- _Short exercise_
Substitute "place" for "drop" in the data, from the line with "of the forested" up to and including the last line, and give back only those lines with everything else unchanged.

- _Given information_
━━━━━━━━━━━━━━━━━━━━━━━━━━━━━━
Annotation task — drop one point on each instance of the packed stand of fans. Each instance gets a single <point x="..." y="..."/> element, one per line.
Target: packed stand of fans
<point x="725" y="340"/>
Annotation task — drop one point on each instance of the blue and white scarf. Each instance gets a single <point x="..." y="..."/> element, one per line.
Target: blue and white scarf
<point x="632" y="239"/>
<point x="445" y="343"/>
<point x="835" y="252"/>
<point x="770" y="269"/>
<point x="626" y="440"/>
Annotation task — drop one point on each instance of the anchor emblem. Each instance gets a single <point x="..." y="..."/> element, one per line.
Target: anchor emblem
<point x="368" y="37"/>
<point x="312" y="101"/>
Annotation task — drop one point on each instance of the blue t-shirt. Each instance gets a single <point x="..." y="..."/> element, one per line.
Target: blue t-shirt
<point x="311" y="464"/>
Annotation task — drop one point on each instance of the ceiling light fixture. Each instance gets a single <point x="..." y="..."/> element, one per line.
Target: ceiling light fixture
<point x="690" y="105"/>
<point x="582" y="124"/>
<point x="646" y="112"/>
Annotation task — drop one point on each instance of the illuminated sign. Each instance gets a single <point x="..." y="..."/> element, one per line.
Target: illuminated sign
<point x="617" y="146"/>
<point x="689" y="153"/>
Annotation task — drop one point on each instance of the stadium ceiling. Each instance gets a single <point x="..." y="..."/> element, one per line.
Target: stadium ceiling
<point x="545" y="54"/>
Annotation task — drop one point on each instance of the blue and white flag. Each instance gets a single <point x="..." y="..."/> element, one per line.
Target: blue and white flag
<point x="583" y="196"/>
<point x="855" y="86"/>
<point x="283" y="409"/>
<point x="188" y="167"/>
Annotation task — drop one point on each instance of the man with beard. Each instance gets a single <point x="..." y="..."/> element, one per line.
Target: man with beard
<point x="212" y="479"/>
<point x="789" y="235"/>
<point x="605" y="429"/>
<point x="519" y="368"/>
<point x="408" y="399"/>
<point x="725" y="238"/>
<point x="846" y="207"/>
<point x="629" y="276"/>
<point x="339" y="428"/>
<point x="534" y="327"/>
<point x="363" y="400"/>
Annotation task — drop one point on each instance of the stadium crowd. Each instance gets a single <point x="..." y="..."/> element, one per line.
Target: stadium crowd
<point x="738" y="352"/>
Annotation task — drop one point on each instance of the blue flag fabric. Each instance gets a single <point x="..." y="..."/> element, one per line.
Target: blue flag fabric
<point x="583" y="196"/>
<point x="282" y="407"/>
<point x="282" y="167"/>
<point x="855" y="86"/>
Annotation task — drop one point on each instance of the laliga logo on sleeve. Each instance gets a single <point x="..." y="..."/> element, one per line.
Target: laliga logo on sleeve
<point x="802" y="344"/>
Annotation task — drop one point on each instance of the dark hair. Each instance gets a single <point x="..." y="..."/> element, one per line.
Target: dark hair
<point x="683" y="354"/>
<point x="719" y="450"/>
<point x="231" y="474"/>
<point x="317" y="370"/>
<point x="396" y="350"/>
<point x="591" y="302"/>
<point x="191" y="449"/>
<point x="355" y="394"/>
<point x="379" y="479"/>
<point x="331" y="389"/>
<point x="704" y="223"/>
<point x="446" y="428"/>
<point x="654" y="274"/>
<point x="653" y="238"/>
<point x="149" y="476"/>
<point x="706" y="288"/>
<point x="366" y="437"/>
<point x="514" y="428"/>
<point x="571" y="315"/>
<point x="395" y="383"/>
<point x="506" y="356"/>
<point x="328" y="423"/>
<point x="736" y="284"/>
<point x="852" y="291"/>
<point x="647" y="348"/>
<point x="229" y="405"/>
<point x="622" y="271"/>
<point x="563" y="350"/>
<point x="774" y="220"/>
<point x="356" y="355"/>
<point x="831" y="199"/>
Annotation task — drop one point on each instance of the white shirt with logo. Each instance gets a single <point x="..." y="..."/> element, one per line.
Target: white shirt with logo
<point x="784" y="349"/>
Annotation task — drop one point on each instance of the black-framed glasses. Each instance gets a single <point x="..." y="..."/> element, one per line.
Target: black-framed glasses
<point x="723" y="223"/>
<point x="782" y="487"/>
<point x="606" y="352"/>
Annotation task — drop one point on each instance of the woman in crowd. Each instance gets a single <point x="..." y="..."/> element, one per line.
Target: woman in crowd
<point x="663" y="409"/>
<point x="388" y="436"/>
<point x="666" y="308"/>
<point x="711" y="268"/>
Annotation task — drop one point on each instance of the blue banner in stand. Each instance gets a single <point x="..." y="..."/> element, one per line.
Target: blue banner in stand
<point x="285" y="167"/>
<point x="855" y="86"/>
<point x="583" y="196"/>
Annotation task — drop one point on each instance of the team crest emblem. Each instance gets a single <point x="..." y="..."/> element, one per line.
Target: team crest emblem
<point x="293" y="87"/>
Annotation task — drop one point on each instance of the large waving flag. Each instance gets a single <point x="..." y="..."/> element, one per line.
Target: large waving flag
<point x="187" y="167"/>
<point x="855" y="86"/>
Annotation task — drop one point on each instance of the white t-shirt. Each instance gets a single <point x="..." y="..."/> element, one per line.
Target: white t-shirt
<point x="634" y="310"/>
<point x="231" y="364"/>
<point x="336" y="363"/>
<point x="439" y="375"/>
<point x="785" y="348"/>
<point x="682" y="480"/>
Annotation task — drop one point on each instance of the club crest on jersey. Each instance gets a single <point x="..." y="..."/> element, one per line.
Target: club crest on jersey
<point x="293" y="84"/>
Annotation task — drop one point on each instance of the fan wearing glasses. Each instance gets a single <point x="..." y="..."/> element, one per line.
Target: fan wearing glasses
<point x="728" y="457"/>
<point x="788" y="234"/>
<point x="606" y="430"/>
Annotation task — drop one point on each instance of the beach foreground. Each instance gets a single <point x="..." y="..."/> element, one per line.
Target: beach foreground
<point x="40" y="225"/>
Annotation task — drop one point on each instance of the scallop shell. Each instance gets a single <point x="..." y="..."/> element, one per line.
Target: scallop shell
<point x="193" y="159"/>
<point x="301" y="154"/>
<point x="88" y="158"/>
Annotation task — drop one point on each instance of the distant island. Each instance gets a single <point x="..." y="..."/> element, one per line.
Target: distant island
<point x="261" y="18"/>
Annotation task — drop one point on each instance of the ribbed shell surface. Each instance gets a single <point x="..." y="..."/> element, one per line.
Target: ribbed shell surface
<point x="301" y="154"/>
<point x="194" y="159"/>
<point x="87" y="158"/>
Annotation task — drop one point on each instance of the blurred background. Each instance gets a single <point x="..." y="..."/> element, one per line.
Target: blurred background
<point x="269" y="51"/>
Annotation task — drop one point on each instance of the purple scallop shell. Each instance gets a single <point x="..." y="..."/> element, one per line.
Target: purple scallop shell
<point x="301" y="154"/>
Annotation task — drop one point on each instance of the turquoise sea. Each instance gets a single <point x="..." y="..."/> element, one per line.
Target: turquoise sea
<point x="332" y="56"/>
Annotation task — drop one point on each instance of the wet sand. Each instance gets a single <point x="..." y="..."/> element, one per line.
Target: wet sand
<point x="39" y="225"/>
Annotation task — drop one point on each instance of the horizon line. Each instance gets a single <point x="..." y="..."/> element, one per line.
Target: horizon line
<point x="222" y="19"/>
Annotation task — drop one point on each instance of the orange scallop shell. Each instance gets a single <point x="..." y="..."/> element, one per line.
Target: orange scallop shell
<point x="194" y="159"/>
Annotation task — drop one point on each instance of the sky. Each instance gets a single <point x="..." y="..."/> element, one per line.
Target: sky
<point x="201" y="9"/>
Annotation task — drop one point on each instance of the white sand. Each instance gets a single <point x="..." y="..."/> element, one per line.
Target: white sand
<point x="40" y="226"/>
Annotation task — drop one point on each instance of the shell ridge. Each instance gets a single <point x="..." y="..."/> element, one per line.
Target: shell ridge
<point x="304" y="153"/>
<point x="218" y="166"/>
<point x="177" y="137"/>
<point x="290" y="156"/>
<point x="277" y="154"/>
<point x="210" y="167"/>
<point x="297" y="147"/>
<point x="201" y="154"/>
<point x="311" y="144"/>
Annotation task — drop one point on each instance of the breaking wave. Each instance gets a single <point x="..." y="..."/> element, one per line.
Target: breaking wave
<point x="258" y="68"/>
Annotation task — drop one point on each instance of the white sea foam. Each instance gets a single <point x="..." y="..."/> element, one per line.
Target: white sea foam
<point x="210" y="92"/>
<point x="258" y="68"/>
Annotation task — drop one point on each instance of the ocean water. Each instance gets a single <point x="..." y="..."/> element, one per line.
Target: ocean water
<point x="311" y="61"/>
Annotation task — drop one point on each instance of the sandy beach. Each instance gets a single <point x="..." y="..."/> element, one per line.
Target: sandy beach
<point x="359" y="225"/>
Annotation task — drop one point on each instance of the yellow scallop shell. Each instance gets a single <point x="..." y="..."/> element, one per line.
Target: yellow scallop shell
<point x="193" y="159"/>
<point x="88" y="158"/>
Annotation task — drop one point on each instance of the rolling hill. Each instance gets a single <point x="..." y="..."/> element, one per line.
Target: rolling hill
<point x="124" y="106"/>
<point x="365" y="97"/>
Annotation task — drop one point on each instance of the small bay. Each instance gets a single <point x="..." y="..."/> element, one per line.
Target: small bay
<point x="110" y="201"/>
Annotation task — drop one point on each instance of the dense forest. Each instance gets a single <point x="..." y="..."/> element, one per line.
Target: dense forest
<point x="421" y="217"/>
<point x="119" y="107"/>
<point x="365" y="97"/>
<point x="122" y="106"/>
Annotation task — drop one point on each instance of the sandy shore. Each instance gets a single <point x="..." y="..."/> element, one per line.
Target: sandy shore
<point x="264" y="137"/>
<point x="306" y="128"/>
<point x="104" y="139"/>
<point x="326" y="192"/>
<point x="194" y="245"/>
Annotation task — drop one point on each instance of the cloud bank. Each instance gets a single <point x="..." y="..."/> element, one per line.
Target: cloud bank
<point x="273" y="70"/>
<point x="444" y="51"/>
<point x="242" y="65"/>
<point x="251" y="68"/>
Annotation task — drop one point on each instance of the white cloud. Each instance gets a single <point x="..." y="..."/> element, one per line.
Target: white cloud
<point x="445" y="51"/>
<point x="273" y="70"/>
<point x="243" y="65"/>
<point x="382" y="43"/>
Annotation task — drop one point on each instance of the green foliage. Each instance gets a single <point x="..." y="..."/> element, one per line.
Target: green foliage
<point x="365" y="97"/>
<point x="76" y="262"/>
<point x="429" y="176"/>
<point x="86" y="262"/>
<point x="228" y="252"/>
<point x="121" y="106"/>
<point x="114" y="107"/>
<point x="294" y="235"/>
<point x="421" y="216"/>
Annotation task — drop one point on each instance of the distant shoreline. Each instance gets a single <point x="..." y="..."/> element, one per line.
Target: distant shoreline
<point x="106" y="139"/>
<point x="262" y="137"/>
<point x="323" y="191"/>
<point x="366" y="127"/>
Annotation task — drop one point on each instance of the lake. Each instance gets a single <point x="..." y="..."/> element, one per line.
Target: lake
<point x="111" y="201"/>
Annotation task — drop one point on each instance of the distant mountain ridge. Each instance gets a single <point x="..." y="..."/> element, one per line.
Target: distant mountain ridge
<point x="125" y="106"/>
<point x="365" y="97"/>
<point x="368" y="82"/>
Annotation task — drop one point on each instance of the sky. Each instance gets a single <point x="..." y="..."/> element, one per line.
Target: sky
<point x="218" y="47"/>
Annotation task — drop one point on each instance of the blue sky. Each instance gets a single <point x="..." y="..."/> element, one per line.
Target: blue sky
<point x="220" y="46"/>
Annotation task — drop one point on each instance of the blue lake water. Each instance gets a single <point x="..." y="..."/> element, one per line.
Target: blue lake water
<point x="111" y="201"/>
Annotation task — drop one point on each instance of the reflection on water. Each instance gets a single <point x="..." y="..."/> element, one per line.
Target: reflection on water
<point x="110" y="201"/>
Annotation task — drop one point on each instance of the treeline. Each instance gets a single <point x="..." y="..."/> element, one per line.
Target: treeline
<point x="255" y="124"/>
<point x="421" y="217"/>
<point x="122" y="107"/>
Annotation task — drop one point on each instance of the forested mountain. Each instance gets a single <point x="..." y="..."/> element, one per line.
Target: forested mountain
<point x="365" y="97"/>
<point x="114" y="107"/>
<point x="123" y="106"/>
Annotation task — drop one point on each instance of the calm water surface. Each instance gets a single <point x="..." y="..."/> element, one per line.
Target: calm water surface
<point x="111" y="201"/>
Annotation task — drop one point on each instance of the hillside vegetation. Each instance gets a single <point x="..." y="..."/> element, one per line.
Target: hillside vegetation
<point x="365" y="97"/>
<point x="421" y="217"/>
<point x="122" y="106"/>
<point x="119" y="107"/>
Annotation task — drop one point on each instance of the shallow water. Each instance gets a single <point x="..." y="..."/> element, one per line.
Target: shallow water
━━━━━━━━━━━━━━━━━━━━━━━━━━━━━━
- _Answer to the problem_
Annotation task — place one point on each instance of the forested mountain. Each instance gets a single <point x="..." y="..."/> element, one per line.
Target: forested mountain
<point x="365" y="97"/>
<point x="114" y="107"/>
<point x="123" y="106"/>
Annotation task — place one point on each instance of the calm water surface. Each instance gets a single <point x="..." y="..."/> element, one per line.
Target: calm water surface
<point x="111" y="201"/>
Annotation task — place one point on each instance of the hillside vegetation. Each instance gets a single <point x="..." y="..."/> element, one per line.
Target: hillside vegetation
<point x="365" y="97"/>
<point x="421" y="217"/>
<point x="122" y="106"/>
<point x="119" y="107"/>
Annotation task — place one point on each instance of the shallow water. Each instance gets a single <point x="..." y="..."/> element, one per line.
Target: shallow water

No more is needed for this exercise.